Task item
Please write out the listing exactly, leaving each picture out.

((

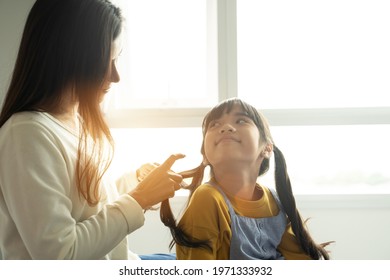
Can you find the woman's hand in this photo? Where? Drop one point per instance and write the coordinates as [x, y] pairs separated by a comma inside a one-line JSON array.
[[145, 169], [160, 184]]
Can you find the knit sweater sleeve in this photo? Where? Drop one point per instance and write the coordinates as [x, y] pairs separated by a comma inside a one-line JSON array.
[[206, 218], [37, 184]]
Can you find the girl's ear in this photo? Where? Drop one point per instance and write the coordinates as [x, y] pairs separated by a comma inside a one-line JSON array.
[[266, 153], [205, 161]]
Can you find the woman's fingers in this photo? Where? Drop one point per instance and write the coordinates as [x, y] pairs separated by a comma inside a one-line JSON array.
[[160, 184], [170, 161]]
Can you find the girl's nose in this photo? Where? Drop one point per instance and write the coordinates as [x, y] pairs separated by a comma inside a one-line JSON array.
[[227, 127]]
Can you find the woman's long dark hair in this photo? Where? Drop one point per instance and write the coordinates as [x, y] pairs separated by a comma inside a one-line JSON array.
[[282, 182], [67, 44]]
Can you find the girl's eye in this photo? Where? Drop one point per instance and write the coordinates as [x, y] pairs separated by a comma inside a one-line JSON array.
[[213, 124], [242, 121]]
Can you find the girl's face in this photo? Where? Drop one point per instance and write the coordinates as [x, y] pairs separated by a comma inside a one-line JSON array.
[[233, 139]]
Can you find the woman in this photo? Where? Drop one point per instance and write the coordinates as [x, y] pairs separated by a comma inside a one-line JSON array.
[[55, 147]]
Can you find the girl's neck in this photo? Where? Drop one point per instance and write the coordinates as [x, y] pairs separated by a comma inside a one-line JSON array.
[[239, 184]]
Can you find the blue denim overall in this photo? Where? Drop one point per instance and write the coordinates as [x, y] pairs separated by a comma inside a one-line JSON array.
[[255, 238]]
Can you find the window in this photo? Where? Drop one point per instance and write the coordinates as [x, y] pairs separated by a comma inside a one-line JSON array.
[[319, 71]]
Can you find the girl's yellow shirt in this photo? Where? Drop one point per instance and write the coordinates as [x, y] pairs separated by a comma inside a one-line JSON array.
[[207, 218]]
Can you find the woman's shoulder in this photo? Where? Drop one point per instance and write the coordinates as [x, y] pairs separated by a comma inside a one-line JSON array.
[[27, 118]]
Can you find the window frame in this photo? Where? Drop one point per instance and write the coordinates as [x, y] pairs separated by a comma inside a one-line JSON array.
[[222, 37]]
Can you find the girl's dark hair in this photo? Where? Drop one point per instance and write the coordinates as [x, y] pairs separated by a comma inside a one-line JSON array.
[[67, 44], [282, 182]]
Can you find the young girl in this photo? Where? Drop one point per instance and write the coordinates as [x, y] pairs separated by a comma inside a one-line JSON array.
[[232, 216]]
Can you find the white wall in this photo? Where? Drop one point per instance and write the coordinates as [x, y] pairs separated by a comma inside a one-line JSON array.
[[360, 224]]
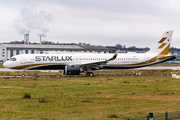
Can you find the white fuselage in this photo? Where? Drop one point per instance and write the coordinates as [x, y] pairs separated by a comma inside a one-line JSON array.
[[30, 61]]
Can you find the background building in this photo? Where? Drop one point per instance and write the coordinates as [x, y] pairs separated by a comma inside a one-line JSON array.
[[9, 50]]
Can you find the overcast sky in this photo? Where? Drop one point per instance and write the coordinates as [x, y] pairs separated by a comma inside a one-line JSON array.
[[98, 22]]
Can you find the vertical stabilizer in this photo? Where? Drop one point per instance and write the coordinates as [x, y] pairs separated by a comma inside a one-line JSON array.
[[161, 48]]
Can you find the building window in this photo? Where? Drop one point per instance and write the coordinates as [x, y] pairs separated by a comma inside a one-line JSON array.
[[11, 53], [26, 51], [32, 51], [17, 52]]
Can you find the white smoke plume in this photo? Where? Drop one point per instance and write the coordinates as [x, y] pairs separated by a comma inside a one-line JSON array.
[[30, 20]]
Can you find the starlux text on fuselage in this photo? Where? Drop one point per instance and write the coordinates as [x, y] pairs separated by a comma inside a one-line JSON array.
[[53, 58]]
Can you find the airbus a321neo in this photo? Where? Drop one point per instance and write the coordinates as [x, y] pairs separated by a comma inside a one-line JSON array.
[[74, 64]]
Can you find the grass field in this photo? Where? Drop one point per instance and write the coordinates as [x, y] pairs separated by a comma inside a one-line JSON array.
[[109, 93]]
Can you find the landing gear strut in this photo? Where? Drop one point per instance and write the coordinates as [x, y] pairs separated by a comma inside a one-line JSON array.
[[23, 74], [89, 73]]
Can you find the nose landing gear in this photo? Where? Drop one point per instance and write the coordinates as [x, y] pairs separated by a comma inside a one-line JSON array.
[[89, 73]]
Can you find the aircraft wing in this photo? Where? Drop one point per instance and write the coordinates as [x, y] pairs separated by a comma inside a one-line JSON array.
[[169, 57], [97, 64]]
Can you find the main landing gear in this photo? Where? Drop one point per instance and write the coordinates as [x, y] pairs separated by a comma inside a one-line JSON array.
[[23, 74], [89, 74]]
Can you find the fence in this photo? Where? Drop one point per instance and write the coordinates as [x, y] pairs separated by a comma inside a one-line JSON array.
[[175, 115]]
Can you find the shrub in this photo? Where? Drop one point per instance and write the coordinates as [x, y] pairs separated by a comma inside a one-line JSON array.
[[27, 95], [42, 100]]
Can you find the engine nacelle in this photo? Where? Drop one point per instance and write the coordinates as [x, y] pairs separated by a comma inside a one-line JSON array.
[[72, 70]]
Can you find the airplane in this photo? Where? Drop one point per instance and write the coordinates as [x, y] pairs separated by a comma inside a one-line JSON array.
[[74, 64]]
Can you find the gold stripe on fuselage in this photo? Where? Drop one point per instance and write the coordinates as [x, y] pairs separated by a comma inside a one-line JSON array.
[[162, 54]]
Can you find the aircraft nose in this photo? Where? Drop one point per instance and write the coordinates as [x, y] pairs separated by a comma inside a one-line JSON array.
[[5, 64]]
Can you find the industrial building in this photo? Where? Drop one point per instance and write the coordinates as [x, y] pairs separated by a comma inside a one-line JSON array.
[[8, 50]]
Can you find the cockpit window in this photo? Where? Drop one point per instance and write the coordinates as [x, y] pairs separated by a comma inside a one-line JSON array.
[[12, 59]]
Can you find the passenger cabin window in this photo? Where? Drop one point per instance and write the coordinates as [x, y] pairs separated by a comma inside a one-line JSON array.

))

Worked solution
Can you find the woman's hand in this photo? Where? Drop one point per instance and write the coordinates as [x, y] pairs separated by a comma inside a one-line JSON array.
[[145, 169], [160, 184]]
Can you find the knit sweater sleeve in this photo? Where? Drop one point per instance and write the coordinates as [x, y] pairs separated by a comma inside a one-line JSON array.
[[206, 218], [37, 184]]
Can you find the girl's ear in this photo? Where? Drop one point per instance and write the coordinates as [x, y] pairs separated by a comma inside a one-line JSON array.
[[266, 153], [205, 161]]
Can you find the woman's fingers in this photo? Where? Drop one point per instance and write the coordinates as [x, y] pairs separated by a comma inside a one-line JSON array.
[[160, 184], [170, 161]]
Can you find the girl's nose in this photo? Where? Drop one point per instance and write the coordinates as [x, y] pairs separated by a comma inside a one-line JSON array.
[[227, 127]]
Can you find the woman's long dark hair in this photo? Where? Drop one point per instance and write the coordinates as [x, y] pairs separated by a comma inside a one-line JSON array.
[[282, 182], [67, 44]]
Can you find the girl's eye in this photo? Where? Drop one point per instance and write the coordinates as [x, y] pairs separated by a comma inside a one-line JSON array.
[[213, 124], [242, 121]]
Can you find the girl's face in this photo? Where? Drop one point per instance and write the coordinates as [x, y] pairs separated by a comma inside a one-line JSON array.
[[233, 139]]
Can you find the woman in this photo? Where? Drop one point per instance and write the coordinates as [x, y] pairs separated by a comma inside a one-line JSON array.
[[55, 147]]
Can you find the girl's neck in this photo? Where? Drop one point per instance and write the coordinates as [x, y] pairs separated by a comma inside a one-line JSON array.
[[239, 184]]
Can you find the blue denim overall in this photo? Where? Drop one point per instance and write the coordinates as [x, y] pairs separated by a comma inside a one-line JSON array.
[[255, 238]]
Can you find the window in this photo? Where? Drop one point per instance and write the coordinates as [x, y] pairs separated by a comma inside a one-line JSON array.
[[319, 71]]
Can you find the girl's yellow shirt in this photo? Where? Drop one point per instance and write the coordinates as [x, y] pairs separated by a comma inside a one-line JSON array.
[[207, 218]]
Can you find the woman's shoulder in this photo? Where? Drop one point per instance and write the coordinates as [x, y] pairs separated by a comma inside a one-line JSON array.
[[27, 118]]
Can you find the window frame in this photo? Where? Drop one point per instance and write the coordinates as [x, y] pairs separated by a comma inside a one-line JSON array.
[[222, 37]]
Can you find the girl's dark hair in this photo? Where? Drop one point per instance and write the coordinates as [x, y] pairs separated by a comma inside a one-line JSON array.
[[67, 44], [282, 182]]
Can you find the young girl in this photo? Where? Drop one point per instance and write the coordinates as [x, y] pairs separated by a comma inside a one-line JSON array.
[[232, 216]]
Can you find the white wall in this photo? Where? Drop one point per instance and write the coordinates as [x, y] pairs separated by a comma inside a one-line JSON array.
[[360, 224]]
Can you find the white fuselage in this photo? Where? Drop one point per instance and write the coordinates as [x, y] pairs separated by a comma inside a one-line JSON array.
[[30, 61]]
Can you find the background building in this photo? Where? Drop one point per instance and write the coordinates as [x, y] pairs separated by a comma inside a one-line JSON array.
[[9, 50]]
Can you find the overcast sky in this photo? Where? Drop one point per instance and write the coordinates as [x, y] pairs separated by a comma inside a one-line JSON array.
[[98, 22]]
Can you find the vertical stabilizer in this photo? Where? Drop one point per instance and write the coordinates as [x, y] pairs separated by a comma inside a one-line JSON array.
[[161, 48]]
Can you find the building window in this photo? Where? Drop one point per instance and write the coordinates as [x, y] pairs separated by a comma inside a one-line JSON array.
[[11, 53], [26, 51], [32, 51], [17, 52]]
Can you find the white smoke plume in this photo? Where? Drop one point per instance and write the coordinates as [x, y] pairs separated by a comma inside a one-line JSON array.
[[30, 20]]
Can you find the starlux text on fuselage in this photo? Where? Drop one point per instance and write the coordinates as [x, y] pairs separated by a comma inside a one-line JSON array.
[[53, 58]]
Can you find the airbus a321neo in this photo? Where? Drop one point per instance and write the coordinates as [x, y] pairs separated by a comma inside a one-line JSON array.
[[74, 64]]
Can you find the grass field in this photo? Where? Drop one point per instance and write the coordinates as [x, y] pairs separated by a comma inside a one-line JSON array.
[[109, 93]]
Can you find the landing gear strut in this photo? Where? Drop one point per instance and write the coordinates as [x, y] pairs separated by a comma inside a one-line JSON array.
[[23, 74], [89, 73]]
Can you find the nose landing gear in this photo? Where? Drop one point per instance and write the coordinates as [x, y] pairs separated by a comma inside a one-line JSON array.
[[89, 73]]
Can you find the aircraft wing in this photo? Where? Drop one point per instance and write the coordinates as [x, y] pairs separated by a comma inside a one-line JSON array.
[[169, 57], [97, 64]]
Can you find the main landing gear in this photo? Where? Drop one point per instance and write the coordinates as [x, y] pairs separated by a comma inside a one-line JSON array.
[[23, 74], [89, 74]]
Can you find the fence in this photo? Where? Drop one point per instance and write the coordinates as [x, y] pairs separated by a comma inside a one-line JSON array.
[[175, 115]]
Can you find the shrub in this photo? Where? Drop one point per instance and write the coordinates as [x, y] pairs separated by a comma inside a one-line JSON array.
[[27, 95], [42, 100]]
Can you find the engine nacelle in this photo? Where? Drop one point per instance and write the coordinates as [x, y] pairs separated by a comma inside a one-line JSON array.
[[72, 70]]
Can you find the airplane in this photo? Where? Drop one point per instance and write the coordinates as [x, y] pairs separated by a comma inside a one-line JSON array.
[[74, 64]]
Can you find the gold stripe on fuselage in this photo? Where? Drop one point per instance and write the coordinates as [x, y] pairs separated by a comma inside a one-line JSON array.
[[162, 54]]
Can you find the aircraft nose in this photo? Where? Drop one point per instance and write the coordinates as [x, y] pairs separated by a comma inside a one-line JSON array.
[[5, 64]]
Can you find the industrial building in this photo? Where? Drop one point per instance and write the coordinates as [x, y] pairs separated by a comma inside a one-line JSON array.
[[8, 50]]
Can you find the cockpit window in this photo? Where? Drop one point per instance and write the coordinates as [x, y] pairs separated by a comma inside a one-line JSON array.
[[12, 59]]
Can you find the passenger cabin window in this photo? Where? Drop one point per instance and write the coordinates as [x, y] pairs separated by a comma inside a one-line JSON array.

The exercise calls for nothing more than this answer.